June 03, 2005

Experiential truth

Back in the early 80’s very shortly after I received the Gohonzon and had begun chanting and going to meetings, I began a path of experiencing the other side. NSA values contained many bads and goods at that time, they still do. Nonetheless I was consistently attending Nichiren Shu services in Campbell and began trying to make sense out of my earlier experience with meditation, something I practiced consistently when I was involved with Drum and Bugle corps.

My initial months learning Gongyo, chanting daimoku and attending meetings weekly was highly charged. I was very high and very happy and was feeling the positive effects of my new religious path. However true to my nature I needed to continue to explore the opposites in my effort to understand and embrace Nichiren Buddhism. I made arrangements to attend a Zen temple and meditate in a group, something I had never actually done in the past.

I went; I sat and participated in the service afterwards.

####

_EXERCISE INSTRUCTIONS_
a) Condense the paragraph of the post beginning "My initial months learning Gongyo" into a shorter version that keeps its main facts.
b) Transcribe the stretch of the post from "My initial months" through "in the past.".
c) Pick up the post about the writer's Buddhist practice where it stops, and carry it forward.
The material has no connection to the post.

Detection examples:
####

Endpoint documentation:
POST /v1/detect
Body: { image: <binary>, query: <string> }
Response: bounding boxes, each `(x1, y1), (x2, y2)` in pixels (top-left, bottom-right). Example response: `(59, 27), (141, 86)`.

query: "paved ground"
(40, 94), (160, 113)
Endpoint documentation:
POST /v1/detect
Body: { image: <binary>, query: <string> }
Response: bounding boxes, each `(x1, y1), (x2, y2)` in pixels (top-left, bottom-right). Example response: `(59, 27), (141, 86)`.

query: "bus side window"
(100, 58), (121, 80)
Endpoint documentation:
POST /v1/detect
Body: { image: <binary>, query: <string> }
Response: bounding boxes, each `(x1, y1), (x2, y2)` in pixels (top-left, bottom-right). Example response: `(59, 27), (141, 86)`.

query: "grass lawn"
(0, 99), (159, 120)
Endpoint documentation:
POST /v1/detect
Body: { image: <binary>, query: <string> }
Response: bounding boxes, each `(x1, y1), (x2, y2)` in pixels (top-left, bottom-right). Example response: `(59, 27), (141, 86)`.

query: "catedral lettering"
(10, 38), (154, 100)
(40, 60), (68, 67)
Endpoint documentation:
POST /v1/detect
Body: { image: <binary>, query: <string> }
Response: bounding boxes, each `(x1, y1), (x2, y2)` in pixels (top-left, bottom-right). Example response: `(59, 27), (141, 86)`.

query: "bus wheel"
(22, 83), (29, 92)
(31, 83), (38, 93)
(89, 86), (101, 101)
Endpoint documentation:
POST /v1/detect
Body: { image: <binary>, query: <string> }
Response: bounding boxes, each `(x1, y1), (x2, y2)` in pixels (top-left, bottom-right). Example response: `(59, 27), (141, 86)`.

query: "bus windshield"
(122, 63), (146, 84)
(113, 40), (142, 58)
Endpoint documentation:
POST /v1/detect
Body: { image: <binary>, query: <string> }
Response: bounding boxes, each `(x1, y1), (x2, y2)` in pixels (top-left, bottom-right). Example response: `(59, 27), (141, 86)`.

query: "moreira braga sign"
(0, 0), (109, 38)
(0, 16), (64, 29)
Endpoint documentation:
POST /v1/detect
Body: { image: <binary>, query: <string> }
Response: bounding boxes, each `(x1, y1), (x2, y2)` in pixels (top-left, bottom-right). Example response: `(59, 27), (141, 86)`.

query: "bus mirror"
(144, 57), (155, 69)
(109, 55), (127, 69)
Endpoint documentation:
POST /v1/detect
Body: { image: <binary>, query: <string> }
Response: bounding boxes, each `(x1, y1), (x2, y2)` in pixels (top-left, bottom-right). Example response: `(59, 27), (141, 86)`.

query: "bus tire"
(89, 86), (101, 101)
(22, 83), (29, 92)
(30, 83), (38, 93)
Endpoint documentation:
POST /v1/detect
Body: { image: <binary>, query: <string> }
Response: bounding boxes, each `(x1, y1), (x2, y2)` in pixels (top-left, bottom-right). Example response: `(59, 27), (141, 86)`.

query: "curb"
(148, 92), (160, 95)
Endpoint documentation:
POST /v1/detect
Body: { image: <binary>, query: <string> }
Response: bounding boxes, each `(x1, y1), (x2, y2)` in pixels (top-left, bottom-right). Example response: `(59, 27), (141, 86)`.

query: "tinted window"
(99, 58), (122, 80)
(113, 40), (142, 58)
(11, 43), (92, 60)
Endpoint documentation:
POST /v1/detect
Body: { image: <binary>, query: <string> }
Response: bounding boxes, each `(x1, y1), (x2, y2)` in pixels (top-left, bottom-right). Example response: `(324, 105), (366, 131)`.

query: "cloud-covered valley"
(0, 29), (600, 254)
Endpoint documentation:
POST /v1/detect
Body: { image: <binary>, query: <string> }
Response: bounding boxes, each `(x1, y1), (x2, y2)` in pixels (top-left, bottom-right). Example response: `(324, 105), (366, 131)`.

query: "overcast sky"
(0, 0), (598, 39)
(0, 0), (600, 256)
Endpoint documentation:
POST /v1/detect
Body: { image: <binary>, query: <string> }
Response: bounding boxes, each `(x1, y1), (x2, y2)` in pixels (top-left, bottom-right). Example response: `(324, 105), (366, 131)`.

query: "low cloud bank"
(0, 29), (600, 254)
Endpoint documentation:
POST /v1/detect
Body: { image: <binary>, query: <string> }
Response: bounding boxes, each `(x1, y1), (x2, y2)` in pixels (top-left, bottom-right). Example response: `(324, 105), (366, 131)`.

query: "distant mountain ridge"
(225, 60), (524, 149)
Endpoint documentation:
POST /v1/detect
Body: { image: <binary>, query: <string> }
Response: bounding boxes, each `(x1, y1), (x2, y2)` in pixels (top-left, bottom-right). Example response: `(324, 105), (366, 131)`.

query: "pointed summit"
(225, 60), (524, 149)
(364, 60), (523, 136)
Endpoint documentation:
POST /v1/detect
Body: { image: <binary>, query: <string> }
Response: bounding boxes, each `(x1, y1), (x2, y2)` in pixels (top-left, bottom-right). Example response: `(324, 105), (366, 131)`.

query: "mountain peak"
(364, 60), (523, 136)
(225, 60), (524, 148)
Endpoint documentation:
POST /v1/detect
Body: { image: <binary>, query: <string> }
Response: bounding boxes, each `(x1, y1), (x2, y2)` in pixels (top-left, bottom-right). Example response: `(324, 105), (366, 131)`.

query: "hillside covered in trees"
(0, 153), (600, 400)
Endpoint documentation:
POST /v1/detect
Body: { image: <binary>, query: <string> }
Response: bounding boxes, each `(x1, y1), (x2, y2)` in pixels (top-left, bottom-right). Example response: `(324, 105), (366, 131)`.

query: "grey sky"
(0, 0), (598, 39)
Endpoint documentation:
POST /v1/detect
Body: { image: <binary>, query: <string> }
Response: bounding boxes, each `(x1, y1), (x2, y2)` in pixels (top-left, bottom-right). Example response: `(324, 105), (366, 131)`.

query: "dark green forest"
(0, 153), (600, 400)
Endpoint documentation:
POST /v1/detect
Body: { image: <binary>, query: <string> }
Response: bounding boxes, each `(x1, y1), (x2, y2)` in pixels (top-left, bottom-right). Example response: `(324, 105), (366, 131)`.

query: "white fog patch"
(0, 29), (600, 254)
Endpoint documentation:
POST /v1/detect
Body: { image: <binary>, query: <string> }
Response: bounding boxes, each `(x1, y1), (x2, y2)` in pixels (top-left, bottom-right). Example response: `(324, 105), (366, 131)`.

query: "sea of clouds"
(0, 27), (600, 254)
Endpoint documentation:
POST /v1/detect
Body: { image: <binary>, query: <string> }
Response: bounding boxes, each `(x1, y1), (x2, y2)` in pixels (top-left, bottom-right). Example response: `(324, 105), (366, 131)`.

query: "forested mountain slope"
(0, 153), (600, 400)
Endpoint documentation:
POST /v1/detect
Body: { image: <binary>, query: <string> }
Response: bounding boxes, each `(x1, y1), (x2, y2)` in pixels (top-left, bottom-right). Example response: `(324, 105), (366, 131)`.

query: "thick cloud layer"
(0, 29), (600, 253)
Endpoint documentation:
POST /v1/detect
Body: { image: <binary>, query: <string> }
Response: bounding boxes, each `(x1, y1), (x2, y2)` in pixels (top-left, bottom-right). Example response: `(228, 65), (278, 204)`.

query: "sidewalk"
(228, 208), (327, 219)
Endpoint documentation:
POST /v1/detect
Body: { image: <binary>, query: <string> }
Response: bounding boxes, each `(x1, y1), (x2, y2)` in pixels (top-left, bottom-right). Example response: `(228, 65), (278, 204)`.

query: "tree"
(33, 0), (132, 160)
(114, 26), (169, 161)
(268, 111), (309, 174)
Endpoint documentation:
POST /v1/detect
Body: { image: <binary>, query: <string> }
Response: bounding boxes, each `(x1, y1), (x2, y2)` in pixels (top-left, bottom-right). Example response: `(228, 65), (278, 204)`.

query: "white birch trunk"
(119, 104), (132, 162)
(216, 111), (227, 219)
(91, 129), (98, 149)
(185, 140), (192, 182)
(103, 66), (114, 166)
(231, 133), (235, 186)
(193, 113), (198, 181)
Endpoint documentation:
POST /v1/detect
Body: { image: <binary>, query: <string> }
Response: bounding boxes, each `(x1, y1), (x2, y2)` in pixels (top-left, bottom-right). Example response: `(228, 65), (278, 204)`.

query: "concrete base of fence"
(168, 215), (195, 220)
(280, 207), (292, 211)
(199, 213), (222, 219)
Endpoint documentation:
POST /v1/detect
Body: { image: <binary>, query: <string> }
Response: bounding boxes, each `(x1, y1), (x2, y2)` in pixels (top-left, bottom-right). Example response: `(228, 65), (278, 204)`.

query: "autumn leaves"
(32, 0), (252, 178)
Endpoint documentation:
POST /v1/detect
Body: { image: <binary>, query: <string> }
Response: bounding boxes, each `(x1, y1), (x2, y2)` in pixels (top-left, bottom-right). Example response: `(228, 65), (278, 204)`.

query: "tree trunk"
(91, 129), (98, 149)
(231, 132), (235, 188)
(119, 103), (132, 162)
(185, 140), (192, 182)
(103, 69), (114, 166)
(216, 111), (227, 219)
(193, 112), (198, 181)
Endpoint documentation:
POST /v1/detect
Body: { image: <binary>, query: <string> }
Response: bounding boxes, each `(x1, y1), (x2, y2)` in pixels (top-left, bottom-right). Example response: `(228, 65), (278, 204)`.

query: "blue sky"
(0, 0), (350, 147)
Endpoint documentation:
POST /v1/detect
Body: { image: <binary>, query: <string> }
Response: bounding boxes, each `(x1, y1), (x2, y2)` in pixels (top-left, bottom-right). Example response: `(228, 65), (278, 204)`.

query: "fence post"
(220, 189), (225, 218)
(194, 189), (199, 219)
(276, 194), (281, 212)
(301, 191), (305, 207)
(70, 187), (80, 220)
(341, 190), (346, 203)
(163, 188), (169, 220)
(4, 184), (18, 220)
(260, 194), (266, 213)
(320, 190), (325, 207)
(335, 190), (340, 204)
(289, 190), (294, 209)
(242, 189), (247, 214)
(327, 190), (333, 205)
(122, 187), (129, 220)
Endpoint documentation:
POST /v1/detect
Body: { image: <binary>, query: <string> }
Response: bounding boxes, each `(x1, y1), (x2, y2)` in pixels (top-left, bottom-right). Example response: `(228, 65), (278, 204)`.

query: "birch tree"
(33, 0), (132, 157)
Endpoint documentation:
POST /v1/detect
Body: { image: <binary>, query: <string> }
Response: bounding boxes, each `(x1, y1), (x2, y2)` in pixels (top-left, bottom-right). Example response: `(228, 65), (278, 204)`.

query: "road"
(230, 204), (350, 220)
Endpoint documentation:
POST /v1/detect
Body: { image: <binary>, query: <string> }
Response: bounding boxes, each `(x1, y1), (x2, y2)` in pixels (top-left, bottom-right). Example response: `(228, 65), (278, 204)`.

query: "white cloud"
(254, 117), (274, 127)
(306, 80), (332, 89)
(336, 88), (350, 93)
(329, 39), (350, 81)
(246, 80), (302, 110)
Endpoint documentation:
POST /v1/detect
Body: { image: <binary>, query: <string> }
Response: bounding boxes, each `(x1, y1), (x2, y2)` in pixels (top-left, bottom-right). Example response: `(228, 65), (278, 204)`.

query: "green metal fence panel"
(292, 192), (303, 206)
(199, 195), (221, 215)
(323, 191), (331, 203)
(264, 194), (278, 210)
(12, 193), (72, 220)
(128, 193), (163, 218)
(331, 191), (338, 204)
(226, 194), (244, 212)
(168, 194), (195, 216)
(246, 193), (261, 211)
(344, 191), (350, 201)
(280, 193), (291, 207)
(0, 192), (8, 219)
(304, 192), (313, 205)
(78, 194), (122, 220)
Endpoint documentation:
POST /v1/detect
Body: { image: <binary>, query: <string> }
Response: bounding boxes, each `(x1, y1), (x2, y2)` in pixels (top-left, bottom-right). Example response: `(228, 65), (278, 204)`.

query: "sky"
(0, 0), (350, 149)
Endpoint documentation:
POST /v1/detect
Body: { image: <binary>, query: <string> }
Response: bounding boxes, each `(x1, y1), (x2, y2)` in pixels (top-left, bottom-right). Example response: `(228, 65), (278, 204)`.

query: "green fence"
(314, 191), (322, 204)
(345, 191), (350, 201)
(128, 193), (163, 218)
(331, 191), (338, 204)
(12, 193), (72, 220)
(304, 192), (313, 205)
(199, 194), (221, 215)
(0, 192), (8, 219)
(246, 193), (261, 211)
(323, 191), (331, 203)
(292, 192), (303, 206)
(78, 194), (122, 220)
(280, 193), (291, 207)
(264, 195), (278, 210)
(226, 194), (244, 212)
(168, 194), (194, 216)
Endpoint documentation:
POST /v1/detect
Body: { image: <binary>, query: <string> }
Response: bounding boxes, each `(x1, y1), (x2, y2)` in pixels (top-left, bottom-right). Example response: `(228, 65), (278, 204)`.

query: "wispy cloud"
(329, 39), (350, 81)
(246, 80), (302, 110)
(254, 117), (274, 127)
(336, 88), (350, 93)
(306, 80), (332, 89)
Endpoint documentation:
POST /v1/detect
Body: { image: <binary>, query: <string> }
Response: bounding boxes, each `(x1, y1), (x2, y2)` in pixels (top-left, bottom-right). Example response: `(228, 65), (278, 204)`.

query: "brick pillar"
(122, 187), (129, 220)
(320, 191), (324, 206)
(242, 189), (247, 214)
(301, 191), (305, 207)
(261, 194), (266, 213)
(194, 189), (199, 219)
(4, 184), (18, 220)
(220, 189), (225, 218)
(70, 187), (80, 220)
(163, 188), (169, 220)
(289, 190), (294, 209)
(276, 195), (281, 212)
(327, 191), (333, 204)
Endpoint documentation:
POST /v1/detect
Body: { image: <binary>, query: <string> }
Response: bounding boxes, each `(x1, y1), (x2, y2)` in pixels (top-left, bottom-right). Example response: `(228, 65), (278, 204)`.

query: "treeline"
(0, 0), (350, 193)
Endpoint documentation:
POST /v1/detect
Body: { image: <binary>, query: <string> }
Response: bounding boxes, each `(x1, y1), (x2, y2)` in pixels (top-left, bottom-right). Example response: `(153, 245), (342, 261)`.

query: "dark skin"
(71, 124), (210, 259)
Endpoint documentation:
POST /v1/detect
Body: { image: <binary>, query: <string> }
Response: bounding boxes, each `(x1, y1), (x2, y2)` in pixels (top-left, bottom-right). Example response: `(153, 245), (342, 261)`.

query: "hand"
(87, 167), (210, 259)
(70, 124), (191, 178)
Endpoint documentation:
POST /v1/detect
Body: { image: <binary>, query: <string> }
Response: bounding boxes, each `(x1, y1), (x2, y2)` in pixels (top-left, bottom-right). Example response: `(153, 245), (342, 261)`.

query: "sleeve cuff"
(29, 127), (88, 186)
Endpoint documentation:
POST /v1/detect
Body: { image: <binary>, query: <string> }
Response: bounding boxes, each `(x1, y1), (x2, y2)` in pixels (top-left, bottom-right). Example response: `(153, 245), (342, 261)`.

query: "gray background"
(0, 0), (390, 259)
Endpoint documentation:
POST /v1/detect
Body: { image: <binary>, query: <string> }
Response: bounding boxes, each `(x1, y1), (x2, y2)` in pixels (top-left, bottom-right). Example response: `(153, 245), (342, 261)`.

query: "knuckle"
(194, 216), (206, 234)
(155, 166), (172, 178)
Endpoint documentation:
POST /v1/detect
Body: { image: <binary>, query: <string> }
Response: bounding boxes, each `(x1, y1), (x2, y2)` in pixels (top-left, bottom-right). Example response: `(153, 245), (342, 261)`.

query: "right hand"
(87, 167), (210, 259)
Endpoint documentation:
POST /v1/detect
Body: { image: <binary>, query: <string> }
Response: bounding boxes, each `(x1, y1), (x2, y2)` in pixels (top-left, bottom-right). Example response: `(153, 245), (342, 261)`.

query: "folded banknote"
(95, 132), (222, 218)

####

_THE ANSWERS_
a) The writer's first months of learning Gongyo, chanting daimoku and going to weekly meetings were highly charged, happy and positive. Still needing to explore opposites to understand and embrace Nichiren Buddhism, the writer arranged to attend a Zen temple and meditate in a group, which was new to them.

b)
My initial months learning Gongyo, chanting daimoku and attending meetings weekly was highly charged. I was very high and very happy and was feeling the positive effects of my new religious path. However true to my nature I needed to continue to explore the opposites in my effort to understand and embrace Nichiren Buddhism. I made arrangements to attend a Zen temple and meditate in a group, something I had never actually done in the past.

c)
What I experienced afterwards is something I never forgot. The next day I felt as though someone had grounded out and shorted my batteries. I felt dead, as though I had been robbed of my daimoku high. Imagine how it feels when a heroin addict who has overdosed is injected with the narcotic-blocking drug Narcan; the high abruptly and instantly stops.

I have shared this experience throughout the years to a select few, specifically during my earlier years as a mainstream member of NSA, but to this day I still don’t have an explanation for what I felt.

One thing is very clear; I felt a distinct and unmistakable feeling in the days following my Zen experience.

What I would like to address is how we interpret our own experiences, and how the subjective experience of truth is so, well subjective.

Back in those days when I shared my experience with Zen it was in response to the evils of Zen Buddhism, the greatness of Nichiren’s Buddhism, and how I would never go back to the Zen temple. By the way, it was two days later that I changed my network name to antizen.

If one is predisposed to believing that Nichiren Buddhism in SGI is the end-all of Buddhism, this is a good experience, one which clearly illustrates the slander of one of the four dictums of Nichiren’s Buddhism, one of the four slanderous sects of Buddhism in Medieval Japan.

However if you on the other hand are of the opinion that the Soka Gakkai is a mind control cult you could easily make the case that my brush with Zen merely reset my cult mind, shorting out not the batteries of Daimoku but quieting the illusionary cult high I was experiencing at that time.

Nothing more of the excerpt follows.